[Provided passage]

start

Profiling¶

Performance Monitor¶

NovaPhy ships an opt-in runtime performance monitor that captures aggregate per-phase timings from the C++ stepping pipeline and can export Chrome / Perfetto traces.

The monitor is a standalone utility -- it does not appear on any solver's public API. Instead you wrap a step in with monitor.scoped(): solver.step(...). This mirrors Newton's newton.utils.event_scope / EventTracer pattern: solvers stay parameter-free, and instrumentation has zero overhead when no scope is active.

Basic Usage¶

import novaphy

model    = builder.finalize()
solver   = novaphy.solvers.SolverSemiImplicit(model, novaphy.solvers.SolverSemiImplicit.Config())
state    = model.state()
control  = model.control()
collision_pipeline = novaphy.CollisionPipeline(model)
contacts = collision_pipeline.contacts()

monitor = novaphy.PerformanceMonitor()
monitor.enabled = True

for _ in range(120):
    with monitor.scoped():
        solver.step(state, state, control, contacts, 1.0 / 120.0)

# Print phase statistics
slowest = sorted(monitor.phase_stats(), key=lambda s: s.avg_ms, reverse=True)

end

[Task set]
a. According to the profiling page, which trace formats can the NovaPhy performance monitor export?
b. Continue the profiling page from the last line shown.

[Records from a data collection]
start

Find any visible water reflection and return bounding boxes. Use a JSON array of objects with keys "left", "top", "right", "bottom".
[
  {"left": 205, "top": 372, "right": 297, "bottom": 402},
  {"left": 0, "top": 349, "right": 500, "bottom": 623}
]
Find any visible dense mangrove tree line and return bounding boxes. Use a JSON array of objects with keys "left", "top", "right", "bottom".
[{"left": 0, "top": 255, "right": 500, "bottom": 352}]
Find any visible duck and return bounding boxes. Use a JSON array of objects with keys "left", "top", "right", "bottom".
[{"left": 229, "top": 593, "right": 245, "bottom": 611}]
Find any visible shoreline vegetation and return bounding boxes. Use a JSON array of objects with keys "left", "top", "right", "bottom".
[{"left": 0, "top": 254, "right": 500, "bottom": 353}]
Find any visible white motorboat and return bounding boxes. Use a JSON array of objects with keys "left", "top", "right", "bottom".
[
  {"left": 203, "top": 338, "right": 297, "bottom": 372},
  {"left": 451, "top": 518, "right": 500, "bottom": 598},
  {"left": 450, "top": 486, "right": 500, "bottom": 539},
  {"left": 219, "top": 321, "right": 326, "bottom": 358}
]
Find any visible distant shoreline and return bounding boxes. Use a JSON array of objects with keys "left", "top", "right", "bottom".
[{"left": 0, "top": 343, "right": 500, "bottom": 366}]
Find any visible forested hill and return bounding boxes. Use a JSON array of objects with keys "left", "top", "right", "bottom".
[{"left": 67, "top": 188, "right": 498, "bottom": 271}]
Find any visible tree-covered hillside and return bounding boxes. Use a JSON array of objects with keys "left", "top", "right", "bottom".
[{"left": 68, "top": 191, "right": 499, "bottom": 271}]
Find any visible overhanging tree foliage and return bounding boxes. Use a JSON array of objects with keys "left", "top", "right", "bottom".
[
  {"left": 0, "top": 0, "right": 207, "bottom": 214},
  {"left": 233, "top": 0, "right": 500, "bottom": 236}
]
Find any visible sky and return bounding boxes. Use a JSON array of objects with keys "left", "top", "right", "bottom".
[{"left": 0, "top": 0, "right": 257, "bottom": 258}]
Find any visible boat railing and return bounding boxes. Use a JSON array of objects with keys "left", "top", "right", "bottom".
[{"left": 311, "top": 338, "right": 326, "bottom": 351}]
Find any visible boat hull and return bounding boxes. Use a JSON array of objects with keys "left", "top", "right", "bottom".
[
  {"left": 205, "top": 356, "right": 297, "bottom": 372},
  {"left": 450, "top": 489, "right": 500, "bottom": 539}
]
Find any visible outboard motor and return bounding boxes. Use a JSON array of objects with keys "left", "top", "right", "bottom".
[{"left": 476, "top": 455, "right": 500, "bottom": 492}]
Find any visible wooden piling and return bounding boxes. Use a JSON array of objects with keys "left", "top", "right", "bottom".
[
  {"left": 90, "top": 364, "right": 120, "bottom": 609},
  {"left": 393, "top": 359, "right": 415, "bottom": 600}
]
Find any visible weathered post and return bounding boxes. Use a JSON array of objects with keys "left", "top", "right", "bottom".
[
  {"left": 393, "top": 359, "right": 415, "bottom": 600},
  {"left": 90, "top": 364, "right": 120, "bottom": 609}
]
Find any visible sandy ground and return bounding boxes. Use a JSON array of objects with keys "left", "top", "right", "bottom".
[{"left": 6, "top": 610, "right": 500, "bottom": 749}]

end

[Responses]
a. Chrome / Perfetto traces.

b.
for stat in slowest[:5]:
    print(f"{stat.name}: avg={stat.avg_ms:.2f}ms, max={stat.max_ms:.2f}ms")

# Print per-frame metrics
for metric in monitor.last_frame_metrics():
    print(f"{metric.name}: {metric.value}")

Trace Export¶

For detailed per-frame analysis, enable trace mode and export to Chrome / Perfetto format:

monitor.trace_enabled = True

for _ in range(60):
    with monitor.scoped():
        solver.step(state, state, control, contacts, 1.0 / 120.0)

monitor.write_trace_json("build/novaphy_trace.json")

Open the JSON file in:

Perfetto UI (recommended)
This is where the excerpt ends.